_Task objective_: Gather every line of the records that contains the word "woman" and copy each line in full. Treat the match as case-sensitive.

_Supplied material_:
## begin

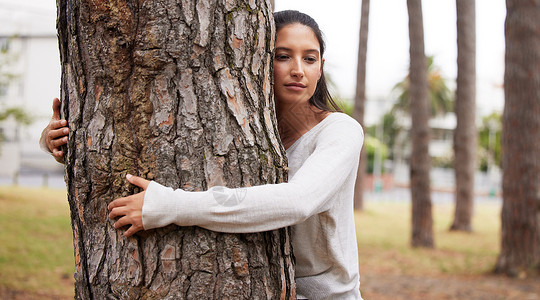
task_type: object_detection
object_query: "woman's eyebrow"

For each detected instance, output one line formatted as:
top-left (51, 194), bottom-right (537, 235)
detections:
top-left (275, 47), bottom-right (319, 54)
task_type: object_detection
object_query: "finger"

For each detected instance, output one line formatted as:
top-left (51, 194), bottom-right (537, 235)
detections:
top-left (107, 197), bottom-right (129, 210)
top-left (114, 216), bottom-right (132, 229)
top-left (53, 98), bottom-right (60, 120)
top-left (124, 225), bottom-right (142, 237)
top-left (109, 206), bottom-right (127, 219)
top-left (49, 119), bottom-right (69, 130)
top-left (47, 128), bottom-right (69, 142)
top-left (48, 137), bottom-right (67, 151)
top-left (52, 148), bottom-right (64, 158)
top-left (126, 174), bottom-right (150, 190)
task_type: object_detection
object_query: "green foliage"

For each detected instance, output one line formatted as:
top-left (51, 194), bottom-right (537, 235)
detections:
top-left (366, 112), bottom-right (404, 159)
top-left (364, 135), bottom-right (388, 174)
top-left (478, 112), bottom-right (502, 171)
top-left (0, 107), bottom-right (33, 125)
top-left (392, 56), bottom-right (454, 117)
top-left (0, 187), bottom-right (74, 299)
top-left (355, 200), bottom-right (501, 276)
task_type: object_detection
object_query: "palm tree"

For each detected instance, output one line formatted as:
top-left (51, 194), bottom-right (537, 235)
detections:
top-left (407, 0), bottom-right (434, 248)
top-left (496, 0), bottom-right (540, 277)
top-left (392, 56), bottom-right (454, 117)
top-left (450, 0), bottom-right (477, 231)
top-left (353, 0), bottom-right (369, 210)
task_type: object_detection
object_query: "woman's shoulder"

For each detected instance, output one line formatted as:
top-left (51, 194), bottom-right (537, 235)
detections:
top-left (321, 112), bottom-right (364, 136)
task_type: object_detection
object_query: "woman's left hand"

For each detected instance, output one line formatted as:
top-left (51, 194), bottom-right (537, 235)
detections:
top-left (108, 174), bottom-right (150, 237)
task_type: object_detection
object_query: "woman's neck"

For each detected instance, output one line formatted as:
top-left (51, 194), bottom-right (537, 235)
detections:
top-left (277, 103), bottom-right (330, 149)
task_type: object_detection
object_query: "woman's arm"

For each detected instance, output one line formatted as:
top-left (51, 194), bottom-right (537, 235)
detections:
top-left (39, 98), bottom-right (69, 164)
top-left (109, 117), bottom-right (363, 235)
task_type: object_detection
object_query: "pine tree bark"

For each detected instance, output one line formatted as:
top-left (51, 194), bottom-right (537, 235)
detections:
top-left (496, 0), bottom-right (540, 277)
top-left (407, 0), bottom-right (434, 248)
top-left (353, 0), bottom-right (369, 210)
top-left (450, 0), bottom-right (477, 231)
top-left (57, 0), bottom-right (295, 299)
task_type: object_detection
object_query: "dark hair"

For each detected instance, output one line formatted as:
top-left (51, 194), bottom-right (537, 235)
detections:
top-left (274, 10), bottom-right (341, 111)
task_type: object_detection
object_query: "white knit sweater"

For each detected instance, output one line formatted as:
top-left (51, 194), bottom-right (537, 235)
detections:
top-left (143, 113), bottom-right (363, 299)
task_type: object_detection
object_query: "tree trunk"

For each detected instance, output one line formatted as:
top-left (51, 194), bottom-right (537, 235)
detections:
top-left (353, 0), bottom-right (369, 210)
top-left (496, 0), bottom-right (540, 277)
top-left (58, 0), bottom-right (295, 299)
top-left (450, 0), bottom-right (477, 231)
top-left (407, 0), bottom-right (433, 247)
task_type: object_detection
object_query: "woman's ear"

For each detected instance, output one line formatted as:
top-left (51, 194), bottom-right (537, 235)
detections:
top-left (319, 58), bottom-right (325, 79)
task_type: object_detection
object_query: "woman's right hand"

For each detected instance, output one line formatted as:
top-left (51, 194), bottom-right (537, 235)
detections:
top-left (39, 98), bottom-right (69, 164)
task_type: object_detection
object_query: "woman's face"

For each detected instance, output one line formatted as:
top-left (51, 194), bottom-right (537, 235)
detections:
top-left (274, 23), bottom-right (324, 105)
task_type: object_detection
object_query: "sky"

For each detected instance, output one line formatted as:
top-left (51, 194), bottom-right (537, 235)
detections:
top-left (0, 0), bottom-right (506, 124)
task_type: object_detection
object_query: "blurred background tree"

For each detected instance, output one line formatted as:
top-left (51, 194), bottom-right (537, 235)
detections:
top-left (478, 112), bottom-right (502, 172)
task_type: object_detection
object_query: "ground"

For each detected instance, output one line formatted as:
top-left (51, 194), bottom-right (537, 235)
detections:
top-left (0, 270), bottom-right (540, 300)
top-left (361, 272), bottom-right (540, 300)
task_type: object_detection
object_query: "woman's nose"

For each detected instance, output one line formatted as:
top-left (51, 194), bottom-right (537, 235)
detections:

## end

_Complete answer_:
object_query: "woman's eyebrow"
object_query: "woman's shoulder"
object_query: "woman's left hand"
object_query: "woman's neck"
object_query: "woman's arm"
object_query: "woman's ear"
object_query: "woman's right hand"
object_query: "woman's face"
object_query: "woman's nose"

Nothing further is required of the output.